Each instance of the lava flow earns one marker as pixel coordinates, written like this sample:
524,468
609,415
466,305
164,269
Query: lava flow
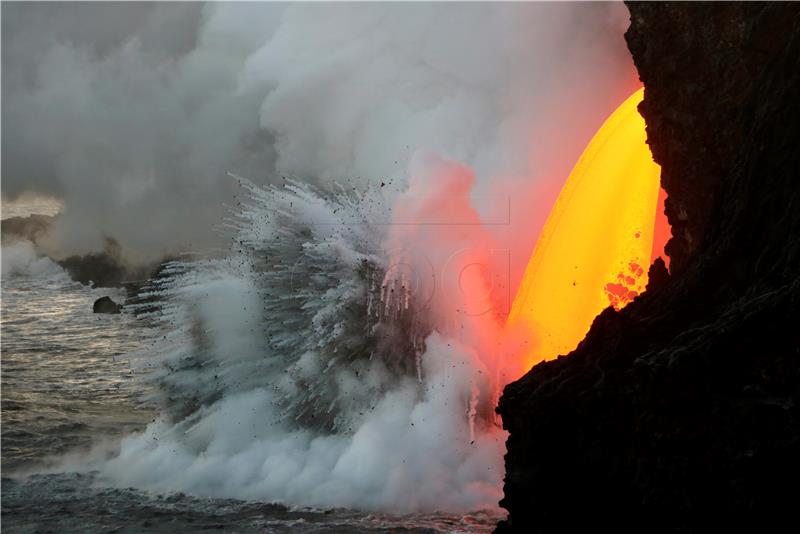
596,245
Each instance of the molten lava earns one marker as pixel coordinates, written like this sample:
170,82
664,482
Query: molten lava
596,245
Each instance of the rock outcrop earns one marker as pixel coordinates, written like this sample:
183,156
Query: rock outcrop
106,305
681,412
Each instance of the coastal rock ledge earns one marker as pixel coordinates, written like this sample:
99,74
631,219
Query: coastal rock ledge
681,413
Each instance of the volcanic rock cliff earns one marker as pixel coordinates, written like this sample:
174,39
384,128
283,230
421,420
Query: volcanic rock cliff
682,412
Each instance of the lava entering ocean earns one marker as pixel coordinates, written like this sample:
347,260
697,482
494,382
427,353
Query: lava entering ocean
596,246
332,361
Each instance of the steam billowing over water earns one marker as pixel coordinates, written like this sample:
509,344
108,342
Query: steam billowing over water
343,351
302,369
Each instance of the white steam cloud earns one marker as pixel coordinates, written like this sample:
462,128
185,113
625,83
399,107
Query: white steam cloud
493,102
132,113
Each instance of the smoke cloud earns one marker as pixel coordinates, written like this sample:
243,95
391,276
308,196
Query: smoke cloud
132,113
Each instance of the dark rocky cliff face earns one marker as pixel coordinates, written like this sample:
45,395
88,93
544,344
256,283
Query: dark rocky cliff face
682,412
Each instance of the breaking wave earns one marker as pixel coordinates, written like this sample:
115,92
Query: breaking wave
313,365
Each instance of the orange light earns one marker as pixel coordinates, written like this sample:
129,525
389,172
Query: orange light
595,247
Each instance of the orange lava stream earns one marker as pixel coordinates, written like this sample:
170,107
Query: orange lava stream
596,245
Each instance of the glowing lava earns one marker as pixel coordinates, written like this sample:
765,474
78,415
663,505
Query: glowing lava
595,247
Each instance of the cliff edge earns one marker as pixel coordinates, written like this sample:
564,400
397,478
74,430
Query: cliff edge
682,412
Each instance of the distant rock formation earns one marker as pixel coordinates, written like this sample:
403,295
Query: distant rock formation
106,305
681,413
31,228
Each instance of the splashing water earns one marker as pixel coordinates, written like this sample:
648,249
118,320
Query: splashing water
304,368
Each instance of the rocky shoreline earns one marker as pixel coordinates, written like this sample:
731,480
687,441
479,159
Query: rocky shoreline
682,412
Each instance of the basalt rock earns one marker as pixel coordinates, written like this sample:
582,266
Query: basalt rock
106,305
681,412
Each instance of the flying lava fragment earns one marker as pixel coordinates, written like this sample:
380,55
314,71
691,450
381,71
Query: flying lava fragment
595,248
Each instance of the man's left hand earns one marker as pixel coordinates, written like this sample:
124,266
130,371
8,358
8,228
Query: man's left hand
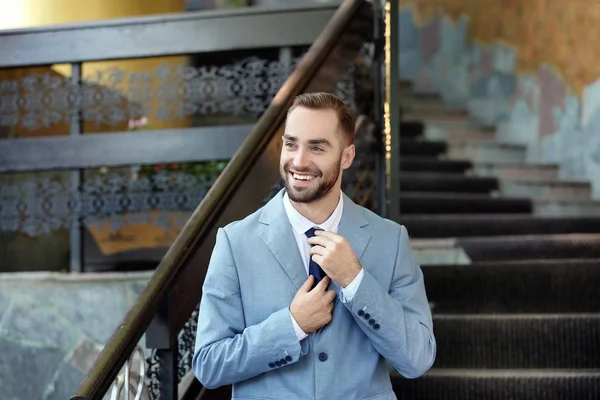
335,255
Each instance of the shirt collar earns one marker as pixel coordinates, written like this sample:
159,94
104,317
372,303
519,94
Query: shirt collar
301,224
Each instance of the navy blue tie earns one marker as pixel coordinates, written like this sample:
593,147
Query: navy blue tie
313,268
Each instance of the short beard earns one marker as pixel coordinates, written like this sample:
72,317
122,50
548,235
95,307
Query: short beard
329,179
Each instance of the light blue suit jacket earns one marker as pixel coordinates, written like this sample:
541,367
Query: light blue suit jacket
245,335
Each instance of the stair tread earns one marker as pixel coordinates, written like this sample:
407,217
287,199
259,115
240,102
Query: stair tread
516,316
541,182
509,216
461,196
461,241
506,373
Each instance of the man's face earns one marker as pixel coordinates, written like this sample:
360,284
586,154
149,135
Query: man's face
313,154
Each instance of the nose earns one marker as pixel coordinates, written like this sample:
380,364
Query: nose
301,158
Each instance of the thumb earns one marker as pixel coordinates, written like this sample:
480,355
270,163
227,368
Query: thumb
307,285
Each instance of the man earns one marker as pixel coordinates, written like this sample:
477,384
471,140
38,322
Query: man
309,296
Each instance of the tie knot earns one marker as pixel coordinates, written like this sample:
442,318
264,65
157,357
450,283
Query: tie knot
311,232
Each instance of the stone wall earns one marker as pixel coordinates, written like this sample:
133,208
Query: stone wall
52,327
525,65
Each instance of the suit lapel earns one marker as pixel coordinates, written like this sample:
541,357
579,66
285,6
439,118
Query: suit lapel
279,238
353,220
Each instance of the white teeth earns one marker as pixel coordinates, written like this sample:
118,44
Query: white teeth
302,177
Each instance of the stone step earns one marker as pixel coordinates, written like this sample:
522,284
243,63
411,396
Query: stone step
450,121
411,129
433,164
517,340
528,286
460,384
424,107
410,147
447,251
515,171
460,225
460,203
485,151
445,182
459,135
546,189
567,207
509,248
437,115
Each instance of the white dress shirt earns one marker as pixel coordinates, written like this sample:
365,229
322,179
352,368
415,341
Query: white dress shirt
300,225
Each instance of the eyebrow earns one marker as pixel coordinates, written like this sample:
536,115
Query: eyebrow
312,141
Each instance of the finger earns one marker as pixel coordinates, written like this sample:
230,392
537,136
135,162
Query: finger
330,295
331,236
307,284
322,286
318,258
318,250
327,234
320,241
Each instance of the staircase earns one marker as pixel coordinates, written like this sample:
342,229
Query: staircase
511,258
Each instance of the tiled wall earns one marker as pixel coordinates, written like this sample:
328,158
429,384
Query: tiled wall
529,66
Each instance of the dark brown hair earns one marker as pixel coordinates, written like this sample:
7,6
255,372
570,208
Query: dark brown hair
328,101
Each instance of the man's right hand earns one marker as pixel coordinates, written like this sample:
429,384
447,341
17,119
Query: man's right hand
312,308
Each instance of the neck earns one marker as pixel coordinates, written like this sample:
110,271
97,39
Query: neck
319,211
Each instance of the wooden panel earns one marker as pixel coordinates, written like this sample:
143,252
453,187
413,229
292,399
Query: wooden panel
172,34
122,148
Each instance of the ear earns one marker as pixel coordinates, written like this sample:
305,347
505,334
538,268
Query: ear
348,156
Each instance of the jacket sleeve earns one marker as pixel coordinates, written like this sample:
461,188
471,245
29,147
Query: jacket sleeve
227,351
398,321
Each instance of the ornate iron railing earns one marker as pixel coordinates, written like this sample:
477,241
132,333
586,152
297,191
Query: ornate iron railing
163,309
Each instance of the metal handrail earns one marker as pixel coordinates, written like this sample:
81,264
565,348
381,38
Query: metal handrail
127,335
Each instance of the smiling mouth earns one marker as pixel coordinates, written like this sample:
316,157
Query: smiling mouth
302,177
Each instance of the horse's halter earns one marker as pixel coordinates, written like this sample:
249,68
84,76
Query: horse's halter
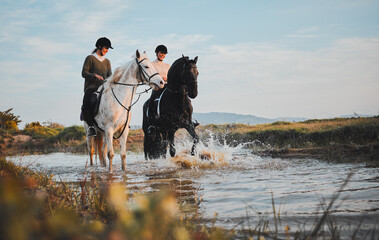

****

Task details: Rewrite the part of the material that opens with the line containing "Each instance of the staircase" and runs through the end of the material, both ends included, keeping every request as it stands. Offset each answer's pixel coordinates by adding -6 to both numbers, and leave the pictures out.

Solution to the problem:
Each instance of the staircase earns one marker as pixel coordinates, written like this sample:
342,229
Query: staircase
505,252
Each instance of the tiled wall earns one marker as pixel coordinates, written like this sample:
328,158
429,384
Query: tiled wall
523,60
Each instance of the dark brown hair earns one marker as pixel coordinates, written like this sample:
7,6
255,372
570,208
Query: dark brown hair
322,95
Each instance of the man's right hand earns one marker as pixel coordinates, written like this sample:
429,384
447,341
17,119
Query: man's right hand
306,302
Each instance of the neck earns one marker as pixel coordinates, written like this sample:
110,271
97,39
Query: neck
313,205
Each instance of the wooden panel earns one marker as pixel coordinates, written like this sample:
143,252
453,187
413,229
292,399
Query: wooden panel
166,28
116,142
Each instance of the ear earns one marker as pixel coordinates, written like this sample:
305,347
505,334
538,268
Query: ear
342,150
Each instance of the jacket sleeve earns one marker as pixel coordinates, written like this sample:
461,188
471,245
29,147
Query: jacket sleeve
221,345
392,315
Each instance of the ornate iron railing earns one marker as pixel coordinates, written like this sample:
477,241
132,333
586,152
297,191
Query: ornate iron railing
157,303
Each instance of the metal handrail earns one marker as pixel coordinates, written like this sample:
81,264
565,348
381,38
Query: metal handrail
121,329
Each instance of the smiling mouth earns one marker as pixel coordinates, written like this sample:
316,157
Query: smiling mouth
296,171
Each instance of the horse's halter earns one marker as pixel coordinates, written like this sample:
249,68
84,76
Query: horse's halter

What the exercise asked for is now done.